[[ DOCUMENT PASSAGE open ]]

Network pulls offending TV episode, offers apology to the pop star

Dec 27, 2011 18:21 GMT  ·  By

If there's one person who knows about the pressure of being in the spotlight and looking a certain way, she is Demi Lovato. The singer has forced Disney to pull an episode of one of their shows for including an anorexia joke.

On the latest episode of “Shake It Up,” one of the female characters makes a not too veiled reference to / joke about anorexia, saying, “I could just eat you up. Well, if I ate.”

Demi saw the episode in question and, not thinking twice about it, took to her Twitter page to put Disney on blast for the wrong message it's sending to all impressionable girls out there.

“What are we promoting here? #notfunnyATALL,” Demi first asks.

She then goes on to point out that Disney should probably be the last to make a joke of this kind.

“I find it really funny how a company can lose one of their actress' from the pressures of an EATING DISORDER and yet still make joke about.... that very disease.....,” she writes.

Things are getting worse in television in general, so Disney making anorexia jokes isn't going to make them better anytime soon.

“And is it just me or are the actress' getting THINNER AND THINNER.... I miss the days of RAVEN, and LIZZIE MCGUIRE. Dear Disney Channel, EATING DISORDERS ARE NOT SOMETHING TO JOKE ABOUT,” Demi continues.

[[ DOCUMENT PASSAGE closed ]]
[[ INFORMATION PROVIDED open ]]

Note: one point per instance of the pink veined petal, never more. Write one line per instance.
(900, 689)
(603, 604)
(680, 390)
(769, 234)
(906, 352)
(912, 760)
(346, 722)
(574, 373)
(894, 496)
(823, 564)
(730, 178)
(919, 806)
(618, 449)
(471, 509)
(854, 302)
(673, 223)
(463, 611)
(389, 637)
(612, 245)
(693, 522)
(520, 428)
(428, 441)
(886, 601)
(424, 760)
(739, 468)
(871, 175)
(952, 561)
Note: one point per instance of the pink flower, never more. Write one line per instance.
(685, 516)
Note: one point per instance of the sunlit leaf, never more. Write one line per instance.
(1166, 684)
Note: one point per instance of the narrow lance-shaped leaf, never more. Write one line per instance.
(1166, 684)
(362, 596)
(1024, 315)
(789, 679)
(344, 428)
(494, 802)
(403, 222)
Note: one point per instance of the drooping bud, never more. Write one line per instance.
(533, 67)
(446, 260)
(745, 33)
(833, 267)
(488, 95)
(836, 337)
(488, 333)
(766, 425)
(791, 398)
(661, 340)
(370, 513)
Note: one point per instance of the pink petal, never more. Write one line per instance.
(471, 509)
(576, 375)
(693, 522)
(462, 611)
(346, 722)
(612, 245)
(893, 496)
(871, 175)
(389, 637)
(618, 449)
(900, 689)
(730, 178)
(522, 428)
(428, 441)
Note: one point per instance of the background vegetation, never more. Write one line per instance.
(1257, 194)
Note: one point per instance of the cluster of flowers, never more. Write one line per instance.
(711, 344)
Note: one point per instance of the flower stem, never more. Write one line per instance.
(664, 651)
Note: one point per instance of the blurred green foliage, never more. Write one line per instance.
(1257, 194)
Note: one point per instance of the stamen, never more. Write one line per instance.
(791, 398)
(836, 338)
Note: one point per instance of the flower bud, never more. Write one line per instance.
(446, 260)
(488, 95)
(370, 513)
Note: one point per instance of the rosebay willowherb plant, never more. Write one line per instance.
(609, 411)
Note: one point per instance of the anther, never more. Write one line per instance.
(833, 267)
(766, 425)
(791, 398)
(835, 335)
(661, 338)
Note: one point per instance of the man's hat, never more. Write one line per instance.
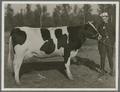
(104, 14)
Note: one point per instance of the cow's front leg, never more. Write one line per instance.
(67, 64)
(18, 59)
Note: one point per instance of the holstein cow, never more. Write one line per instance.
(64, 41)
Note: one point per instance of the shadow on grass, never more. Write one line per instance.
(44, 66)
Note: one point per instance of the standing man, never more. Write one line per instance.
(106, 44)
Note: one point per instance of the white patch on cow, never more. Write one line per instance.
(73, 53)
(64, 31)
(67, 65)
(52, 34)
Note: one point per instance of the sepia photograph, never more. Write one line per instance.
(60, 45)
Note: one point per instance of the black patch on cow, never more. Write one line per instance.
(45, 34)
(48, 47)
(61, 38)
(76, 37)
(18, 36)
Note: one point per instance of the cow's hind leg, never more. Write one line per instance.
(18, 59)
(67, 64)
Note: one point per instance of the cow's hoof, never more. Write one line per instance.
(71, 78)
(18, 83)
(111, 73)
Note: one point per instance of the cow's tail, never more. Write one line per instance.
(10, 55)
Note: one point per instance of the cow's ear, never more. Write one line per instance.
(90, 22)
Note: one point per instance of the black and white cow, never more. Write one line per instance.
(65, 41)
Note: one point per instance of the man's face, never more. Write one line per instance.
(105, 19)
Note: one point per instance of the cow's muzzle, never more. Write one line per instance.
(99, 37)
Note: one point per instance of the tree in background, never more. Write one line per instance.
(37, 16)
(45, 17)
(65, 14)
(9, 14)
(28, 16)
(87, 12)
(19, 18)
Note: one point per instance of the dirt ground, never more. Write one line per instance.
(48, 73)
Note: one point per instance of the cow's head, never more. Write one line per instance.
(91, 31)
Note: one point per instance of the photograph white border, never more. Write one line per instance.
(61, 89)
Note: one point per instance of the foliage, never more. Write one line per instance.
(62, 15)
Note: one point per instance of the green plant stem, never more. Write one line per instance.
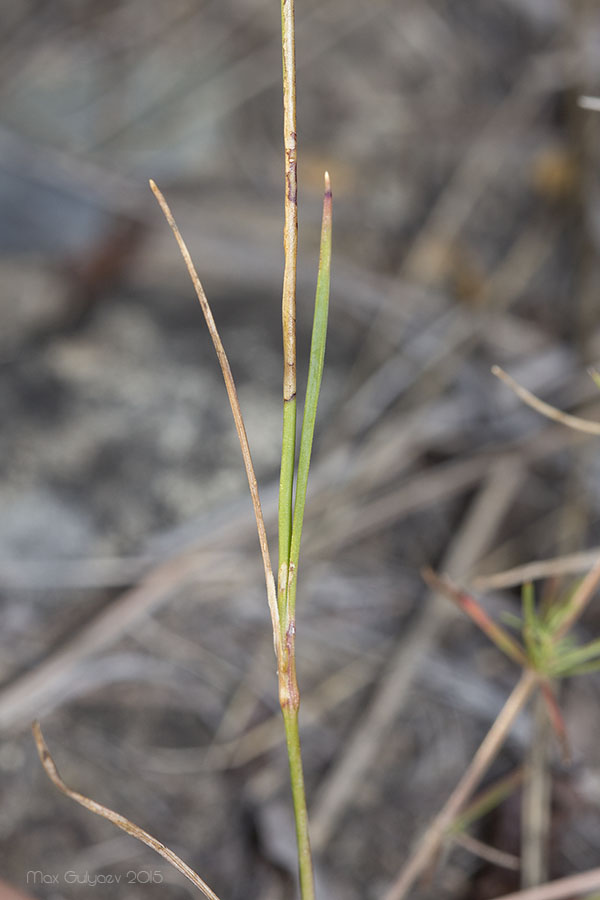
(313, 389)
(292, 736)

[[ INFORMATION PROVIDED closed ]]

■ **TASK A**:
Answer these questions from the article about Demi Lovato and Disney:
(i) Which show aired the episode with the anorexia joke?
(ii) What hashtag did Demi Lovato attach to her first question on Twitter?
(iii) Which two shows does she say she misses the days of?
■ **TASK B**:
Extend the article about Demi Lovato and Disney beyond its last paragraph.
The entries have no connection to the article about Demi Lovato and Disney.

■ **TASK RESULT A**:
(i) "Shake It Up"
(ii) #notfunnyATALL
(iii) Raven and Lizzie McGuire

■ **TASK RESULT B**:
It didn't take long for the people at Disney to hear about Demi's complaints. In a move meant to show they didn't really think the joke through, they issued an apology and announced the episode in question would be pulled for “reevaluation.”

A happy Demi continued to explain on Twitter that girls shouldn't be told they need to look a certain way to be accepted by society and, more importantly, to accept themselves.

“Just clearing things up, I have nothing against any specific actress/actor or tv show.. Nor do I think there's anything wrong with girls who aren't curvy,” she wrote.

“I just was stating a fact that there needs to be more variety on television so young girls growing up don't feel pressured to look one specific way. Tall, thin, curvy, short, whatever you are, you are beautiful. :)” Demi added.